** Begin **

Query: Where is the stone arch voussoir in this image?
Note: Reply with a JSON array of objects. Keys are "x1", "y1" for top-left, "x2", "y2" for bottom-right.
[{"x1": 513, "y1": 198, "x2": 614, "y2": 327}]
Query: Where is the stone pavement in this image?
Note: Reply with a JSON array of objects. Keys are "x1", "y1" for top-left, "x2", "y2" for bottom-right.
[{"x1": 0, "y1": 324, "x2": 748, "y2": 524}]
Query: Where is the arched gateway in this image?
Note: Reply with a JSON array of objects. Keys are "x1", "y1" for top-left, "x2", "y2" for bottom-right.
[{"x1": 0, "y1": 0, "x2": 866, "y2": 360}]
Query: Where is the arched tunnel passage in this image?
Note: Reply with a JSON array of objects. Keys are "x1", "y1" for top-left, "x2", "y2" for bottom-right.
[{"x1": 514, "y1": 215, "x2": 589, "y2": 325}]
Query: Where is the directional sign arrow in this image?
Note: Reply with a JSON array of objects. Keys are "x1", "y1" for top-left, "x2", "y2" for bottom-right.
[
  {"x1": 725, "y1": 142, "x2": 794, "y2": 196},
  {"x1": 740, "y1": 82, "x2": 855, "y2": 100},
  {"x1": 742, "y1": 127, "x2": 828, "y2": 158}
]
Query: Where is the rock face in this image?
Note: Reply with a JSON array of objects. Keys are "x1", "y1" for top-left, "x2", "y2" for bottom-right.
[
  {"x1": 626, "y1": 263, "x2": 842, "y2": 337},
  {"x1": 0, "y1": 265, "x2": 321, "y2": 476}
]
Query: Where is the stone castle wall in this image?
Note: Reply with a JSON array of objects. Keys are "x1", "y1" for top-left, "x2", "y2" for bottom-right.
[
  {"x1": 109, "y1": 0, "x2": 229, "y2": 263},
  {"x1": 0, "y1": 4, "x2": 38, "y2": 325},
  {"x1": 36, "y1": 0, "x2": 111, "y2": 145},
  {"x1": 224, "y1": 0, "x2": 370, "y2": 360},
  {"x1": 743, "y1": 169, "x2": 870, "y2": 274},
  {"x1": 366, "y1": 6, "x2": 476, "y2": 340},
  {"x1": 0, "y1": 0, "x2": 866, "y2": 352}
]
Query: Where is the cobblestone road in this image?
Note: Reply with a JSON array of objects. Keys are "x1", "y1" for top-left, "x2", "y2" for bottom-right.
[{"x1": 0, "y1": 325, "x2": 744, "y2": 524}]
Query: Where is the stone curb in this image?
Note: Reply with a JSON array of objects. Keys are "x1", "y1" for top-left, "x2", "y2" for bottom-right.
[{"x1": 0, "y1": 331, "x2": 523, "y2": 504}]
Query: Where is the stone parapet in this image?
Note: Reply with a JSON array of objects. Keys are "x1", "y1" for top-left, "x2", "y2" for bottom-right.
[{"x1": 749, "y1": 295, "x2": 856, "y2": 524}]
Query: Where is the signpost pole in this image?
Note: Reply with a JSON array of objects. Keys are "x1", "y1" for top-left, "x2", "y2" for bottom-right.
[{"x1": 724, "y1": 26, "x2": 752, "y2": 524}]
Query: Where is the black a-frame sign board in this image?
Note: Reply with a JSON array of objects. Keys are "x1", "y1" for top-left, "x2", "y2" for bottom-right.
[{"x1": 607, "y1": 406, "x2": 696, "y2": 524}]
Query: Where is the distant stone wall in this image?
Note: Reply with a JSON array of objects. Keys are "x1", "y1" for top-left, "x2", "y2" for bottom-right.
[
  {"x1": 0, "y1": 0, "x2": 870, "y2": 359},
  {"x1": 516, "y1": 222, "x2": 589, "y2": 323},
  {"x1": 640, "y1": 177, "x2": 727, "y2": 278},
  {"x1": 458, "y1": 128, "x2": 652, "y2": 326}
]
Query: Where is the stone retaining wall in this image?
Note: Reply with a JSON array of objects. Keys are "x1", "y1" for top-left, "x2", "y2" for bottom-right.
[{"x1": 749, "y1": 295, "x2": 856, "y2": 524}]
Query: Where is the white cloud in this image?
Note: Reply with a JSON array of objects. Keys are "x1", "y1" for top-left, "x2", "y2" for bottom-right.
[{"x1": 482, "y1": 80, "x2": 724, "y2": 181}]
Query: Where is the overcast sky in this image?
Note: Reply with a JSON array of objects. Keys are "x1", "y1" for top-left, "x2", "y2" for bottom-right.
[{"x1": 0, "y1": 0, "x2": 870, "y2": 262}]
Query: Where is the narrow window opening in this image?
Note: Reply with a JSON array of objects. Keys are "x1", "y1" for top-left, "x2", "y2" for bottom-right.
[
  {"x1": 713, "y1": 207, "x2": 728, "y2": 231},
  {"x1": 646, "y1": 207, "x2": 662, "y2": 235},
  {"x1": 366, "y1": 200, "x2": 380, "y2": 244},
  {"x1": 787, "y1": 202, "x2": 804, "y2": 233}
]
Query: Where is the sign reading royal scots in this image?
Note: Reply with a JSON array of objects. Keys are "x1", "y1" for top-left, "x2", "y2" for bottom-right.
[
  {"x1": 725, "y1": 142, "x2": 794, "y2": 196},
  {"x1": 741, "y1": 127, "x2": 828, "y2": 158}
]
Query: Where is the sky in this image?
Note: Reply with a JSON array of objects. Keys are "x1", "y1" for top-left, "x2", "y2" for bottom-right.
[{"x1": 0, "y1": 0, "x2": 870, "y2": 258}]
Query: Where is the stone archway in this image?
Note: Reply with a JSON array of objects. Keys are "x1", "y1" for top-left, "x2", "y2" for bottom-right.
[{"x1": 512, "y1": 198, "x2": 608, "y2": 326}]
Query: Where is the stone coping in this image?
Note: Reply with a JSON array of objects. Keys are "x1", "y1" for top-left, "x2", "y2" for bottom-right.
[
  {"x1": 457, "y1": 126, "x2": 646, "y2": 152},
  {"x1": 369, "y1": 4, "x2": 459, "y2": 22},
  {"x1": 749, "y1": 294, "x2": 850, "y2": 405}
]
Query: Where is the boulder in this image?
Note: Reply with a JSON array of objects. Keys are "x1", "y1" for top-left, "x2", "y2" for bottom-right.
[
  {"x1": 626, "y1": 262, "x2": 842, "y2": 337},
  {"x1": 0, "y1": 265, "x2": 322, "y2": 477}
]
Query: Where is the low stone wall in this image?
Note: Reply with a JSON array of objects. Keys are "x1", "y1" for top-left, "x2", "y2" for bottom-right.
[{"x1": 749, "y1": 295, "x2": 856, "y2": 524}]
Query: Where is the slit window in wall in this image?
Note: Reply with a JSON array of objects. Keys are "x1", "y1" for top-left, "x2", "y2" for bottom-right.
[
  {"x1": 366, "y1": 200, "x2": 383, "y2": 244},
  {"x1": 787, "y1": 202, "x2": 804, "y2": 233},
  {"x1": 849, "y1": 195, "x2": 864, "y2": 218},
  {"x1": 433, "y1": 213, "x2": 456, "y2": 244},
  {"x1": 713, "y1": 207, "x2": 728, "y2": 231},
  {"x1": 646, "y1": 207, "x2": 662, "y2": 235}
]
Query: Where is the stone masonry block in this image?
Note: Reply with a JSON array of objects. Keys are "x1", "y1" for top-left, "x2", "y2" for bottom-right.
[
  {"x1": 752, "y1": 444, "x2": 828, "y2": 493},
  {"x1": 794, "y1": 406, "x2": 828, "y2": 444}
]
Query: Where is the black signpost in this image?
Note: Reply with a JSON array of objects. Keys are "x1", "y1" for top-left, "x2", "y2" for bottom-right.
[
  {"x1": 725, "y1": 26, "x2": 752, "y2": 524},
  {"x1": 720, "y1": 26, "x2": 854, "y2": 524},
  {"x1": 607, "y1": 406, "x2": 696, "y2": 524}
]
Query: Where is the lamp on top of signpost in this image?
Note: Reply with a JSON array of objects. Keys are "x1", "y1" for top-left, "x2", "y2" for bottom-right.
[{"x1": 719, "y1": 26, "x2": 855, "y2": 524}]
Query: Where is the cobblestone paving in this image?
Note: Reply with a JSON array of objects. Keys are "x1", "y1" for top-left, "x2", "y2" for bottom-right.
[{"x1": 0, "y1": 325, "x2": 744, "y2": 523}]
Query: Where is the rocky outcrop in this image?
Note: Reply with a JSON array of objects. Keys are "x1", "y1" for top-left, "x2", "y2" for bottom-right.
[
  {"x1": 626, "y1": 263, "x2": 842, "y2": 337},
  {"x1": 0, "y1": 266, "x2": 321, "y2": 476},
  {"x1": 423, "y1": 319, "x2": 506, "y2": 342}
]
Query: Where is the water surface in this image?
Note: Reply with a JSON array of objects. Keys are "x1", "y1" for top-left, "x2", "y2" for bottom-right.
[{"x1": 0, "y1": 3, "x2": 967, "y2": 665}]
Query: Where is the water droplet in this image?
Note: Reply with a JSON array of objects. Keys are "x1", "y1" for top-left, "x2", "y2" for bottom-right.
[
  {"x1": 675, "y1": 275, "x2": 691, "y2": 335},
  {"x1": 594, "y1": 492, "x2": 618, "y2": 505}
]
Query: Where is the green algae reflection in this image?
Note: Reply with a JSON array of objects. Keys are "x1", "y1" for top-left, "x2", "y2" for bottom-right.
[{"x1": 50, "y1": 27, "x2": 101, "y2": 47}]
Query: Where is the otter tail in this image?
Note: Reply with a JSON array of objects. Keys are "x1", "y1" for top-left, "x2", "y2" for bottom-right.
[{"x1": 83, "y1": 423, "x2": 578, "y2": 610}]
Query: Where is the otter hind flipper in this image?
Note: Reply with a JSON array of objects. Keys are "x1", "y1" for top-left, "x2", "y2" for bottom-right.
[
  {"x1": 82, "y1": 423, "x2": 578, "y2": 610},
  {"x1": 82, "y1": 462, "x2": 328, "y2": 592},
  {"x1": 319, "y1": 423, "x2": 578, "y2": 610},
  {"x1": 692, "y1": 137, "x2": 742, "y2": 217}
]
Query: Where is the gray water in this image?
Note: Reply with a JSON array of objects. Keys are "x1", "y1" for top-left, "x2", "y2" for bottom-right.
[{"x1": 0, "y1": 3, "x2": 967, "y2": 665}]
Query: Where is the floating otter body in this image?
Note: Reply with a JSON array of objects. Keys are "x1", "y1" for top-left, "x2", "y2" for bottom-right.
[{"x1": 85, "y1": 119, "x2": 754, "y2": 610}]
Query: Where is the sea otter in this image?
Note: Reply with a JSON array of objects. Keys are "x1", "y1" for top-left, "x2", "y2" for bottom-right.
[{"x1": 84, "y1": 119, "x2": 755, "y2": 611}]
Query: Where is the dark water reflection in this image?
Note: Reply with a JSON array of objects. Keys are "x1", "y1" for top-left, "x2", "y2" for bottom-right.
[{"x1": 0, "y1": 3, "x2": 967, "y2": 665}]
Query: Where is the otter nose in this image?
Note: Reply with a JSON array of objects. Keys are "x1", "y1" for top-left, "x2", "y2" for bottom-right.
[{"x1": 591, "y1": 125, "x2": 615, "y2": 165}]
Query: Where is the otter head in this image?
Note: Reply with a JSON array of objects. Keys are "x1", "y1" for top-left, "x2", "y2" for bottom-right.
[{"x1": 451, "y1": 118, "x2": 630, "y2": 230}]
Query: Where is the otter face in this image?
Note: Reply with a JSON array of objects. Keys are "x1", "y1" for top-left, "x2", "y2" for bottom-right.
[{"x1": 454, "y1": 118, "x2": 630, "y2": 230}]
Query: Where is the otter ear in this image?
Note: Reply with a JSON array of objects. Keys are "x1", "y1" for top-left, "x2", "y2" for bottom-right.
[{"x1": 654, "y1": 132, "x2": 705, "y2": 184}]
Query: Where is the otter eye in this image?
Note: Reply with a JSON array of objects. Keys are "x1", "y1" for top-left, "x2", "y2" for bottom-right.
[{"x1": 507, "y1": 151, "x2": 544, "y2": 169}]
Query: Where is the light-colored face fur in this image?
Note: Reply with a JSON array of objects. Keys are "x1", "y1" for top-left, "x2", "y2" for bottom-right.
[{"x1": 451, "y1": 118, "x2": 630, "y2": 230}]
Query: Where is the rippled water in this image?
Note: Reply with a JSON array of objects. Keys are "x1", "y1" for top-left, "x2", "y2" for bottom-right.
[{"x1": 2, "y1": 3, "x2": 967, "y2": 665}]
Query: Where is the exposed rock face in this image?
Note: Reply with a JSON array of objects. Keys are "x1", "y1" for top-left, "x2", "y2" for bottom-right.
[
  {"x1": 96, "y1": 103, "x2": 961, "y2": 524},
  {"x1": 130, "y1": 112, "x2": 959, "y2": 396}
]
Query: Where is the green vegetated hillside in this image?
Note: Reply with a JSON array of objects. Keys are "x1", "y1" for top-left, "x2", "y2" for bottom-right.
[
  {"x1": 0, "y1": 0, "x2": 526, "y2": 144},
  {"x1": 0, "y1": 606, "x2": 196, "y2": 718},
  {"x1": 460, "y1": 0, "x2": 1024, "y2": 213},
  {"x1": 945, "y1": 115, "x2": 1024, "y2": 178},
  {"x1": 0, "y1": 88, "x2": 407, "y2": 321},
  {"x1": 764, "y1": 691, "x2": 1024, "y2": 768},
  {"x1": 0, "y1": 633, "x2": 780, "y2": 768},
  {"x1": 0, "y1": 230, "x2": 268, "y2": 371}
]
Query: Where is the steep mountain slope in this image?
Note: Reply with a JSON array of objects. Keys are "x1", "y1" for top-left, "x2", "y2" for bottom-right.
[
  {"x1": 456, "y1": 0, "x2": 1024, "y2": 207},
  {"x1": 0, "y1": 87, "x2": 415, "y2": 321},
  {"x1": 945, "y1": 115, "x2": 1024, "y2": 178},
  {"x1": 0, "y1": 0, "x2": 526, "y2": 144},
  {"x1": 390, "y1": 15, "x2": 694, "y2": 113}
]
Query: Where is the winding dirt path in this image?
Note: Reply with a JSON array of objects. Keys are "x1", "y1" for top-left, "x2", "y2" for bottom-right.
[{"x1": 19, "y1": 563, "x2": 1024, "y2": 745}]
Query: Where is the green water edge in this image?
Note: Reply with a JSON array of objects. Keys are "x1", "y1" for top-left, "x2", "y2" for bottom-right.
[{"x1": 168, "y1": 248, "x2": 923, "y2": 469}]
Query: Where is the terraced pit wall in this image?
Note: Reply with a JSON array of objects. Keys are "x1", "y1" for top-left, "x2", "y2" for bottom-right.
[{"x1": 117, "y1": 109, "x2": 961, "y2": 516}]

** End **

## SET PROBLEM
Gather every line of the data above that contains the word "otter" and list those lines.

## REPLY
Query: Where is the otter tail in this image?
Query: Where is the otter hind flipper in this image?
Query: Where is the floating otter body in this image?
Query: Where is the sea otter in this image?
Query: Where is the otter nose in this image?
Query: Where is the otter head in this image?
Query: Where is the otter face in this image?
Query: Where is the otter ear in this image?
Query: Where is the otter eye in this image?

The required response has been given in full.